PAGE TEXT.
----

We are introduced to Tomorrow via a pretty classical-sounding piano intro, and, unusually, it’s an intro that’s allowed to linger and develop a mood for an appreciable period before the vocals and beat arrives.
The vocals are heavily treated with a variety of effects and states, including a vocoder effect, glitches, pitch-shifting and the addition of loads of mid to replicate the ‘telephone voice’ state. Of course, lots of artists and producers use a variety fo techniques to achieve atmospheric shifts and different sonic colours, but BLAZAR has also used some filters and envelopes on the vocal to create an extra dimension to the norm. Tremolo and frequency are employed as instruments to create dynamic states and euphoric builds in ways that you instinctively appreciate on a first-time listen.

----

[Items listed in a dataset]
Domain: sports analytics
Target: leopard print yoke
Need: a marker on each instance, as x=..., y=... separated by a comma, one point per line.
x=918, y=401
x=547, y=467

----

CHECK YOUR UNDERSTANDING.
A. In the review of Tomorrow above, condense the paragraph beginning "The vocals are heavily treated" into a shorter version that keeps its main facts.
B. Continue the review of Tomorrow from its final sentence.

SOLVED TASKS.
A. The vocals are processed with several effects, including a vocoder, glitches, pitch-shifting, and added mids that produce a "telephone voice." Many artists use such techniques for atmosphere and sonic color, but BLAZAR also applies filters and envelopes to the vocal for an extra dimension. Tremolo and frequency are used as instruments to create dynamic states and euphoric builds that are appreciable on a first listen.

B.
The drop sequences are approached with handclaps and swells and are nice and driven, with serpentine lead synth sounds weaving a hooky path through the backing track while the beat compels your head to nod. The mix is compressed so that it creates that familiar feeling of a song being a living and breathing thing – remarkable that something so programmed can come across as organic and breathless…
In these Covid times, ‘I won’t be the one to run for shelter’ is the sort of optimistic thinking we need from obviously forward-looking songs like Tomorrow.
Smartly-produced throughout and tub-thumping in all the right ways, this is a hefty slab of poppy EDM with great imagination and hooks aplenty.